++++ Material provided
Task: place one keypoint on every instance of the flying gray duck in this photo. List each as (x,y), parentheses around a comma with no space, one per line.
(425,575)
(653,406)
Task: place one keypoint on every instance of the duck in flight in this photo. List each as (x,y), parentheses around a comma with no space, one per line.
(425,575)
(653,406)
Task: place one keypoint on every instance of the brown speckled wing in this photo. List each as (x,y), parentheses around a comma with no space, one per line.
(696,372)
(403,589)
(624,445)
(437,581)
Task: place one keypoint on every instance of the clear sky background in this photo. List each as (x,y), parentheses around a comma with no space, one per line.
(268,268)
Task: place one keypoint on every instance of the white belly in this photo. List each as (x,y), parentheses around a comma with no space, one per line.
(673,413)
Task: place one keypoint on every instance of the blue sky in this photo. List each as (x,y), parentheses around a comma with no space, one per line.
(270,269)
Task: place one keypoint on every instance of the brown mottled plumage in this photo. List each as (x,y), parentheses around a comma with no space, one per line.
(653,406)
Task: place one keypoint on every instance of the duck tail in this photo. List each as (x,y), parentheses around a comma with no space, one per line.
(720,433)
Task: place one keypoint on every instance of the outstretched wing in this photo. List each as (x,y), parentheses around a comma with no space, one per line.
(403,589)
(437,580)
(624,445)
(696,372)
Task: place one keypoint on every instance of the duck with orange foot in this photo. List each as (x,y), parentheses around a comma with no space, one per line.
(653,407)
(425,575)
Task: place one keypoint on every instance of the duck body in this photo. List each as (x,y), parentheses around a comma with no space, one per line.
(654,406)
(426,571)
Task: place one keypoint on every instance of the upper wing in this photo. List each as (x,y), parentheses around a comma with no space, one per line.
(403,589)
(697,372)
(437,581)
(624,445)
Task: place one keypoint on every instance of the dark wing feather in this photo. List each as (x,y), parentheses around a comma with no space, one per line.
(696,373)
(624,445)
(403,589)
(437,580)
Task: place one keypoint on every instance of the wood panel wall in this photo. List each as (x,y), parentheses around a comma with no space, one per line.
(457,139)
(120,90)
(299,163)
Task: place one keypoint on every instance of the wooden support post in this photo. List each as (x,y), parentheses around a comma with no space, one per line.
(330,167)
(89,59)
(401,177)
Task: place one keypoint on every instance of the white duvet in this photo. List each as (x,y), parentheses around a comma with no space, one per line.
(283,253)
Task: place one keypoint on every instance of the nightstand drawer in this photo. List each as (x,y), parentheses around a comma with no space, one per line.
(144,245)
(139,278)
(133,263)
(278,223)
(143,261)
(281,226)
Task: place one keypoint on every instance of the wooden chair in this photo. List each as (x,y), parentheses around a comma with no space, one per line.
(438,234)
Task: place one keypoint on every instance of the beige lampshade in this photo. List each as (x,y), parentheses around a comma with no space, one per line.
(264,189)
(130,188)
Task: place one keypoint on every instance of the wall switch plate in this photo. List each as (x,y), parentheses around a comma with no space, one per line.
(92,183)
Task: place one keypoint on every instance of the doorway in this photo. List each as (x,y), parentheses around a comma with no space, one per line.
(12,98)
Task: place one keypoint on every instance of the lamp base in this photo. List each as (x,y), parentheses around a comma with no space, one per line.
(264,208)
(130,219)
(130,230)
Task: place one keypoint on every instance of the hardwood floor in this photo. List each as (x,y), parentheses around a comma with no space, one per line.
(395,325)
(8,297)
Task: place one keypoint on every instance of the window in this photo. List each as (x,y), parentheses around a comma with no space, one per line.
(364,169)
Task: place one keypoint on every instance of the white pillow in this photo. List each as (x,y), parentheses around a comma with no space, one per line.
++++++++
(What is being asked)
Rewrite the lines from the one containing "Task: place one keypoint on every instance of the doorway" through the end of the material as a JSON list of strings, one string per line. Leave out any blank lines.

(Response)
[
  "Task: place one keypoint on every instance of the doorway in this photo. List each as (x,y), parentheses around a comma with no space, one per line.",
  "(12,98)",
  "Task: place one keypoint on every instance of the lamp base in this photo. List each as (x,y), parentheses around a comma with no space, one per line.",
  "(264,208)",
  "(130,219)",
  "(130,230)",
  "Task: place one keypoint on every instance of the hardwood floor in this photo. List each as (x,y), parentheses around a comma with no space, one per line.",
  "(395,325)",
  "(8,297)",
  "Task: place one keypoint on every instance of the window in this photo. List each as (x,y), parentheses around a comma with no space, one per line.",
  "(364,169)",
  "Task: place one keypoint on every instance of the white pillow in this photo. List each as (x,y), parentheses around a comma with no space, one per line."
]